**Excerpted text**
*** Block opens ***

Run on the outside, stay out of trouble, stay patient.

It takes nerve to be patient.

Then, when the opening is spied, when you know your horse is ready, and able, strike.

"He would give me goose bumps, how beautiful he would ride," says Sandra van Oostdam, a groom in the Vancouver stable for which Gutierrez raced. She translated for the 5-foot-4 jockey when he arrived in Vancouver without money at 19, and housed him for a few early months.

"He'd never believe me when I told him, 'There's greatness in you.' I could sense it. He's a very quiet rider and you could see how the horses settled for him. It's almost like the horse is waiting for Mario to say, 'Go.' And the horse goes."

On the backstretch of the Kentucky Derby, as the horses bounded toward and around the far turn, the prerace favourite, Union Rags, got in trouble. He'd already had a bad start and then, racing on the rail, Union Rags was bumped by another horse, slipped back, and fell out of contention.

I'll Have Another casually sped on. He had found a good spot, and was running near the rail, in seventh and in the clear.

At the final turn, Gutierrez led I'll Have Another round wide on the far outside, only one horse farther from the rail. At just 300 yards to the finish, and a long five-or-so lengths behind leader Bodemeister – another favourite, running toward a wire-to-wire victory – Gutierrez whipped his horse, several swats, fewer than most would make.

Go time.

I'll Have Another burst ahead, snatched second place and, with 200 yards to the finish, Gutierrez coaxed another burst from the three-year-old chestnut colt. With 50 yards to go, Gutierrez was neck-and-neck with Hall of Fame jockey Mike Smith, aboard Bodemeister, and then Gutierrez and I'll Have Another were gone, first across the line.

Two weeks later, at the Preakness in Baltimore, Gutierrez worked the same textbook. "I'll Have Another is in the clear, racing three-wide in fourth," an announcer calling the race said midway through the mile-and-3/16s gallop. Gutierrez made his move late, way too late it seemed to some. "I was concerned," trainer Doug O'Neill admitted after the race. But, again, Gutierrez and I'll Have Another chased down Smith and Bodemeister, winning by a nose at the finish.

*** Block closes ***

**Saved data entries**

*** Block opens ***

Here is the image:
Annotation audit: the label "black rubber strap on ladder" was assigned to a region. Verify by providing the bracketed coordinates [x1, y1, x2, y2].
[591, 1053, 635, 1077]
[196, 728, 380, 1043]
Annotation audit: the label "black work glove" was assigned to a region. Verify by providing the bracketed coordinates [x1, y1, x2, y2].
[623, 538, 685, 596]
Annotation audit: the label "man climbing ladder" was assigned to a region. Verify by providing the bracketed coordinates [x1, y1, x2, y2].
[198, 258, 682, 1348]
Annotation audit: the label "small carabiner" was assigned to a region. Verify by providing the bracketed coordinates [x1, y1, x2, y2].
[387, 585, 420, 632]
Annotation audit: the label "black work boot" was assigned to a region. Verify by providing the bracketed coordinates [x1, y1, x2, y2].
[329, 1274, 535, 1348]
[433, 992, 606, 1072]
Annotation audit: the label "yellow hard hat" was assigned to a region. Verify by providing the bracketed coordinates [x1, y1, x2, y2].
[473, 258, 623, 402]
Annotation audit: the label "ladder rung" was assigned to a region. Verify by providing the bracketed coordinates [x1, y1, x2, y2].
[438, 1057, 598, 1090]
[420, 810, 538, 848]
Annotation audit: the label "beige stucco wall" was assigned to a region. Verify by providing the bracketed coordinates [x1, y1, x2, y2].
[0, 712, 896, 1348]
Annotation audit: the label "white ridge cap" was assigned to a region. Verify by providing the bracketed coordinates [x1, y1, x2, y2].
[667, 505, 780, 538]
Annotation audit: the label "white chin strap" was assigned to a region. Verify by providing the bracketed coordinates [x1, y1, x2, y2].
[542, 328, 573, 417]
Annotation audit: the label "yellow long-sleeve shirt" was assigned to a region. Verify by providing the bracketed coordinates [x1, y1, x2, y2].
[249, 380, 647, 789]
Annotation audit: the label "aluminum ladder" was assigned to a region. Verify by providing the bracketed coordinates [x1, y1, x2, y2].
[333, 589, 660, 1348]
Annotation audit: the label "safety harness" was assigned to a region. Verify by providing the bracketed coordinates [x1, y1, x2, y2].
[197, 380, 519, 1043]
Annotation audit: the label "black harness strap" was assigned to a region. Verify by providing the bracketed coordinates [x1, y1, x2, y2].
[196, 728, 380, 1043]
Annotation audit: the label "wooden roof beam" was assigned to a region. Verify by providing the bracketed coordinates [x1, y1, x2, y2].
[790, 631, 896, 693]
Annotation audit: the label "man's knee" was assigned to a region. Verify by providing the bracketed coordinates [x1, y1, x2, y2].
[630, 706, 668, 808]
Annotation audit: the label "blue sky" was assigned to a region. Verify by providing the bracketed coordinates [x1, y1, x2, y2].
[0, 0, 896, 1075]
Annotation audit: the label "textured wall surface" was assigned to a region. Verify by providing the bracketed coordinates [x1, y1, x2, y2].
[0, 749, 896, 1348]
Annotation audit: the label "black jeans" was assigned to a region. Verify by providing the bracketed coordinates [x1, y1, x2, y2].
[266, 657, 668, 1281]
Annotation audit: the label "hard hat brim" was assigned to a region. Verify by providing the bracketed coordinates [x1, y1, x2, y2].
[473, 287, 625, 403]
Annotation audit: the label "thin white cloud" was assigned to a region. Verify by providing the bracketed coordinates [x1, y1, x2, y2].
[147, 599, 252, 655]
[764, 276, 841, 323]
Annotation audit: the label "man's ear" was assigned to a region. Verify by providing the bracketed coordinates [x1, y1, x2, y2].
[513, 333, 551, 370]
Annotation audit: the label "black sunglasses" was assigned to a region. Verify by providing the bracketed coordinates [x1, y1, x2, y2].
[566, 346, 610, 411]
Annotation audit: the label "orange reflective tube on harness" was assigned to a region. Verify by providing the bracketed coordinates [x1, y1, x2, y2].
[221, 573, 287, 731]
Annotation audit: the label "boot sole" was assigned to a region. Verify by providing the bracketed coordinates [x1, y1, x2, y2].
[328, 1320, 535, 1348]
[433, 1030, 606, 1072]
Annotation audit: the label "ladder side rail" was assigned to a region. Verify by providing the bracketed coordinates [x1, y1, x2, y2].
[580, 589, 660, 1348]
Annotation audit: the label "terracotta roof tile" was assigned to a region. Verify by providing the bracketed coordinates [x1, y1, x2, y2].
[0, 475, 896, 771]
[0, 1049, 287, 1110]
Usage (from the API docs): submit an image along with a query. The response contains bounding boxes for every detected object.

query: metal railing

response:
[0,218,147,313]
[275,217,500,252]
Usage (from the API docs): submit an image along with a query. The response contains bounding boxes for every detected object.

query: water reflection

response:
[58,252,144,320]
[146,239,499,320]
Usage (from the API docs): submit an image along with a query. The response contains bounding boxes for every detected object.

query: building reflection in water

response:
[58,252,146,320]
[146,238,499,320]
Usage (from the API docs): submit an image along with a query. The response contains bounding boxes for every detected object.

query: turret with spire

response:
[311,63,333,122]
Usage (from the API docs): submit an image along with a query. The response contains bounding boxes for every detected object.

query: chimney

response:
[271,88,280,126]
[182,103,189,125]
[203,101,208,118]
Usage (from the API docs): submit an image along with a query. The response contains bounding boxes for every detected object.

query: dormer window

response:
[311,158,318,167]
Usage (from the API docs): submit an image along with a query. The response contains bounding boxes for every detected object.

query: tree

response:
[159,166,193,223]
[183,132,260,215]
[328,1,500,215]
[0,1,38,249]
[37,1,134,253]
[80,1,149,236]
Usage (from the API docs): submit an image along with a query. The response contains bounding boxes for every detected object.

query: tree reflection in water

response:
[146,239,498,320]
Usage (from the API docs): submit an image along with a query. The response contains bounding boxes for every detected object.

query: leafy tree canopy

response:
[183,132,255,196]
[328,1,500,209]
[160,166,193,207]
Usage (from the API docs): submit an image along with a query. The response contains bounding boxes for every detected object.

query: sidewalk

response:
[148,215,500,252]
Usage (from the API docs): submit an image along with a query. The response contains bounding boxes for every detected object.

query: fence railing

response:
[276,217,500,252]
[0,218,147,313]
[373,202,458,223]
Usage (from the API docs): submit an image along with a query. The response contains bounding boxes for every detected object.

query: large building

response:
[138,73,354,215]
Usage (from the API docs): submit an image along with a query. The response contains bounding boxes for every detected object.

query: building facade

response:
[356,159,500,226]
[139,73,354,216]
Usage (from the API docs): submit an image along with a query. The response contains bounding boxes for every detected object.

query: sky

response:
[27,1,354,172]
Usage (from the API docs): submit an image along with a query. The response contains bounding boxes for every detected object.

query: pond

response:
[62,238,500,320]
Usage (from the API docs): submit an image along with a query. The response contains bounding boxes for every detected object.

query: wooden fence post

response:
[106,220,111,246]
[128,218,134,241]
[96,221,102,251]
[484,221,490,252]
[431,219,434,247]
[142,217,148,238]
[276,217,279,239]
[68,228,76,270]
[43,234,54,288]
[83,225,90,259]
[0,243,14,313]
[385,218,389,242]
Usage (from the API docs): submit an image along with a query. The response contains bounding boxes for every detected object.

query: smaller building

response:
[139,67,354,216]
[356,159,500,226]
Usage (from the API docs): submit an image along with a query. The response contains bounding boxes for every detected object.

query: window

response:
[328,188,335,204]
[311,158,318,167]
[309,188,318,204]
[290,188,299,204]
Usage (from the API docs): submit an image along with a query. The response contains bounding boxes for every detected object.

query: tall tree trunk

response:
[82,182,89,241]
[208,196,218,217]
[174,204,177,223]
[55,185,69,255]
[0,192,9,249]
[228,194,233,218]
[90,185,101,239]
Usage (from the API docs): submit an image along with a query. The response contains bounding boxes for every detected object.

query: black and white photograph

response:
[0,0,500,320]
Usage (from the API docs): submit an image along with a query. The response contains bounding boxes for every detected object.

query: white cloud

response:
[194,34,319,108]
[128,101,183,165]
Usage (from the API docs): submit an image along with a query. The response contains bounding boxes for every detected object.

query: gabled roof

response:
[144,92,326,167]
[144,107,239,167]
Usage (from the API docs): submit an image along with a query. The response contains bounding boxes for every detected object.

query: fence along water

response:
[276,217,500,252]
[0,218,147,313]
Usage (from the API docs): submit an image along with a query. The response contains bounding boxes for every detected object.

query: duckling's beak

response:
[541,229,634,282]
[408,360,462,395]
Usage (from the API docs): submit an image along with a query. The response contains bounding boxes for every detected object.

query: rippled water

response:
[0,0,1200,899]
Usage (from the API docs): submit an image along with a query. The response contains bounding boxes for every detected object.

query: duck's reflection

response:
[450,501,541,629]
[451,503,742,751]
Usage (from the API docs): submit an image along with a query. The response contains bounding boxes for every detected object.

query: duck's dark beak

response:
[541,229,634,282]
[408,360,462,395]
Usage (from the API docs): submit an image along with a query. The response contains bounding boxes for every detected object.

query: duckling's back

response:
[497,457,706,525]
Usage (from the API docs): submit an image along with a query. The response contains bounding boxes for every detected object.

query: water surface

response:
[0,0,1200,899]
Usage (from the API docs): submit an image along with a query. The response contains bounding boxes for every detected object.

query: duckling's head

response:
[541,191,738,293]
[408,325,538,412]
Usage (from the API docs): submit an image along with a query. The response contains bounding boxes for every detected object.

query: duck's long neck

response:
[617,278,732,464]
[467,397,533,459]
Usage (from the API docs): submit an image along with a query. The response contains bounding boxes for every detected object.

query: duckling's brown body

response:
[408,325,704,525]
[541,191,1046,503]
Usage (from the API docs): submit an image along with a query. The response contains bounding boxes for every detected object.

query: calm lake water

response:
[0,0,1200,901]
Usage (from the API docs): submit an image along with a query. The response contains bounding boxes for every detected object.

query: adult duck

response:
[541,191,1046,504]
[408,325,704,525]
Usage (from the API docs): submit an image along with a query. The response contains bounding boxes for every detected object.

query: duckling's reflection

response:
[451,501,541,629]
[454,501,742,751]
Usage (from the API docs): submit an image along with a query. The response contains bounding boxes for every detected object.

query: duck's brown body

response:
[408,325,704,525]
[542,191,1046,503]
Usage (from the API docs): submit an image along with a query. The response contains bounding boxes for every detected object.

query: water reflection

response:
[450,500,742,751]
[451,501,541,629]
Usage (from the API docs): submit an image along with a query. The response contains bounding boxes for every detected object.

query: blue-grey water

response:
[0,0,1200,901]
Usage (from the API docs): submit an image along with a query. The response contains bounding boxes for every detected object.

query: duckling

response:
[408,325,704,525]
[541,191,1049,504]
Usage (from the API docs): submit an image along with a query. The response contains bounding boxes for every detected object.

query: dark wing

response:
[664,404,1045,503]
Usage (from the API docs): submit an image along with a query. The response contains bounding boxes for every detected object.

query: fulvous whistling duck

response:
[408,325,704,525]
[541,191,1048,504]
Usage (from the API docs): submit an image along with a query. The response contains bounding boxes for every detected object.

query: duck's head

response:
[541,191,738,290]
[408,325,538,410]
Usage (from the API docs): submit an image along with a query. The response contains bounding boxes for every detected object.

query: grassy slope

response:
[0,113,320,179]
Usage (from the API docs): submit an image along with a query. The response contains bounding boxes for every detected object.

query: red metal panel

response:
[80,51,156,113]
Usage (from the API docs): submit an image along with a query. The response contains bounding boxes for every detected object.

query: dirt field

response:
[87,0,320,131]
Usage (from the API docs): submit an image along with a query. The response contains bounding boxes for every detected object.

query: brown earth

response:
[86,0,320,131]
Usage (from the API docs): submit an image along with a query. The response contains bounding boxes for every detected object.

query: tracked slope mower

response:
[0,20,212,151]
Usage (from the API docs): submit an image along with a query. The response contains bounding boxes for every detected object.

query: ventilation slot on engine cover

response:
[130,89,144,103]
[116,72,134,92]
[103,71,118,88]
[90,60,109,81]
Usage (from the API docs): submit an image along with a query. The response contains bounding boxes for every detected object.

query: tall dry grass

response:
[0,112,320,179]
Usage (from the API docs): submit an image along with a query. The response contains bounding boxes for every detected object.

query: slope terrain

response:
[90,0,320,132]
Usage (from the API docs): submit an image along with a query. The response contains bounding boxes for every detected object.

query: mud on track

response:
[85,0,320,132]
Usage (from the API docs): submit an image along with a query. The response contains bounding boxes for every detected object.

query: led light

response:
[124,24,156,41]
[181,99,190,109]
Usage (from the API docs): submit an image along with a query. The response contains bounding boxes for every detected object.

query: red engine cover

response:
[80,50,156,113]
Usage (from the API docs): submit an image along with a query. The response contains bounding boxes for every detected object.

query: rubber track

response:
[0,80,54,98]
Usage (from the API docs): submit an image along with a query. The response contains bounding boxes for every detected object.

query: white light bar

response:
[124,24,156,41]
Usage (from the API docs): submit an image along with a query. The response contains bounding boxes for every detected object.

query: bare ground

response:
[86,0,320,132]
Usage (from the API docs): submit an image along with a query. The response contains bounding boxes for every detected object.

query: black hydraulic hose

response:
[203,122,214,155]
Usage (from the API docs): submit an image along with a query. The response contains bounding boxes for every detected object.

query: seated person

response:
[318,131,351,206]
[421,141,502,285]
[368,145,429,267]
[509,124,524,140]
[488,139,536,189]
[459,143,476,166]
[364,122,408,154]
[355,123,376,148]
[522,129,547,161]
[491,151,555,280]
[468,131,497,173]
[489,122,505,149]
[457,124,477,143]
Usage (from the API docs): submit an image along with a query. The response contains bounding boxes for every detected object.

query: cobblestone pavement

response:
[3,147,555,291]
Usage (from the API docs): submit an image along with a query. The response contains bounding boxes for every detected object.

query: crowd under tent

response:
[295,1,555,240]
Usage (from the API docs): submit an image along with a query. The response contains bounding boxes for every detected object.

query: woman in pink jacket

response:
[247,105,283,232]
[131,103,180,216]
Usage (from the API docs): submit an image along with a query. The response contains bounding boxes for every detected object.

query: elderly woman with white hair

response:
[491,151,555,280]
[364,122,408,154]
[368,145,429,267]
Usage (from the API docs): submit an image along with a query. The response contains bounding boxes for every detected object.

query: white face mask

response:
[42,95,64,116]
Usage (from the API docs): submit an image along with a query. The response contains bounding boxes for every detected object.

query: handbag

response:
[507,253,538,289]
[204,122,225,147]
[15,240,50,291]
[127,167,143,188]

*** Block closes ***

**Check your understanding**
• a. Print the stretch of the text about Mario Gutierrez from "Run on the outside, stay" through "few early months.".
• b. Answer these questions from the text about Mario Gutierrez.
(i) How old was Gutierrez when he arrived in Vancouver?
(ii) Which horse was the prerace favourite in the Kentucky Derby?
(iii) By what margin did I'll Have Another win the Preakness?

**Answers to the tasks**
• a.
Run on the outside, stay out of trouble, stay patient.

It takes nerve to be patient.

Then, when the opening is spied, when you know your horse is ready, and able, strike.

"He would give me goose bumps, how beautiful he would ride," says Sandra van Oostdam, a groom in the Vancouver stable for which Gutierrez raced. She translated for the 5-foot-4 jockey when he arrived in Vancouver without money at 19, and housed him for a few early months.

• b.
(i) 19
(ii) Union Rags
(iii) By a nose